== DOCUMENT PASSAGE ==

** BEGIN **

For instance, only one in five families in this high net worth (HNW) group have a wealth transfer plan for their assets1, reveals John Elkovich, Prudential Singapore’s head of HNW Solutions. “Many high net worth clients are under-insured; we’re looking into how we can close the gap,” he says.
The situation for Singaporeans is exacerbated as they live longer than most other nationalities.2 Many here are unsure of how to financially manage their extending longevity. For instance, over half of the 1,214 Singapore residents surveyed for Prudential’s Ready for 100 research report said they were not ready to live to 100 years of age from a financial or health perspective, while one-fifth said they were uncertain.
“In Singapore, people are living longer, with an average lifespan of 83 years and inching towards 100. Rising longevity means people are going to need a much bigger nest egg for their retirement. Hence, it is important that our solutions are designed to ensure our clients are financially ready to live for longer years and have enough to leave a legacy for their future generations,” explains Mr Elkovich.
Life insurance solutions
The protection needs of HNWIs are varied, ranging from asset and business protection to wealth transfer. For instance, one important but largely ignored aspect of estate planning involves resolving the possible liabilities that may arise as an estate passes from one generation to the next.

** END **

[Excerpts of pointing data]
** BEGIN **

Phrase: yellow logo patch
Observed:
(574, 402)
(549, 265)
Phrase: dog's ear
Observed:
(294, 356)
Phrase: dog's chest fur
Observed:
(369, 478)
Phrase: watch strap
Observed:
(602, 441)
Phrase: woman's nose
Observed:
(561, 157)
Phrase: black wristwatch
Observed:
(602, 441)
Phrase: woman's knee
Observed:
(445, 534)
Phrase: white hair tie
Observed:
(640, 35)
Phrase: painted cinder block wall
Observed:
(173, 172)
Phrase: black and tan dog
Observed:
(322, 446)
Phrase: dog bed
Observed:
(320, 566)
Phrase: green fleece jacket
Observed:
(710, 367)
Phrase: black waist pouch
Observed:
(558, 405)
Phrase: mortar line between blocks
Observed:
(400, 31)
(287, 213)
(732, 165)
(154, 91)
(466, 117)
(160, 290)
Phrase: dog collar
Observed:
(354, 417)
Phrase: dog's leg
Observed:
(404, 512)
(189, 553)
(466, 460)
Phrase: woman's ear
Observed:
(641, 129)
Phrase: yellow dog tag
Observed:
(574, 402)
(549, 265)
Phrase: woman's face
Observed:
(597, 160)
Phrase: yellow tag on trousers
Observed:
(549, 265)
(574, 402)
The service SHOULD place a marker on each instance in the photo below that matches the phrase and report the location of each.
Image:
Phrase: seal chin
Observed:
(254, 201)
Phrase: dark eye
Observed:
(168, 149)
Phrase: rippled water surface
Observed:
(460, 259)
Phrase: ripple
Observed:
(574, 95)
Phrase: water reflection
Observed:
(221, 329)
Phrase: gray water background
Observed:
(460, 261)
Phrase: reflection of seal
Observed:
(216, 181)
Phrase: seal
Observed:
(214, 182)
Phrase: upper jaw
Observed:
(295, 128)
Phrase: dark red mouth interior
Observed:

** END **

Continue the passage on wealth planning for high net worth families in Singapore, picking up after its last sentence.

== THE ANSWER ==
Many affluent families have their wealth locked up in illiquid assets such as real estate or businesses. An analysis by the U.S. Federal Reserve Board’s Survey of Consumer Finances showed that the wealthier one gets, the larger the business portion of that person’s net worth.3
As such, beneficiaries of inheritances may not have sufficient liquid assets in the estate to pay off outstanding liabilities; such as personal guarantees, loans or taxes. Such an outcome can adversely impact the value of the estate and disrupt the smooth transfer of assets.
In recent years, more HNW clients have turned to insurance to provide the liquidity they require to address such protection needs.
With the instant liquidity that life insurance offers, HNW families can avoid having to sell off assets at below-market prices to satisfy their liabilities. The funds generated by the policy can also be easily distributed to heirs in an equitable manner; avoiding any potential family conflict that may arise over inheritances.
For instance, in a case where there is a dispute over the estate of a wealthy patriarch after he passes away, an insurance policy naming the children as beneficiaries can satisfy their inheritances without risking the sale of business assets, and avoid straining family ties.
Some of the more popular products available for this purpose are universal life plans (UL) and whole of life (WOL) policies. The choice of insurance product preferred depends on the number of guarantees a client would like to have. In today’s environment, where HNW families are looking for more certainty, a WOL policy can offer guarantees in the form of guaranteed cash values and guaranteed death benefits.
Getting the right advice
To satisfy the complex needs of the HNW segment, Prudential has built a dedicated high net worth offering that was launched in April last year. Branded as Opus, it offers personalised solutions, dedicated service and advisory that goes beyond insurance.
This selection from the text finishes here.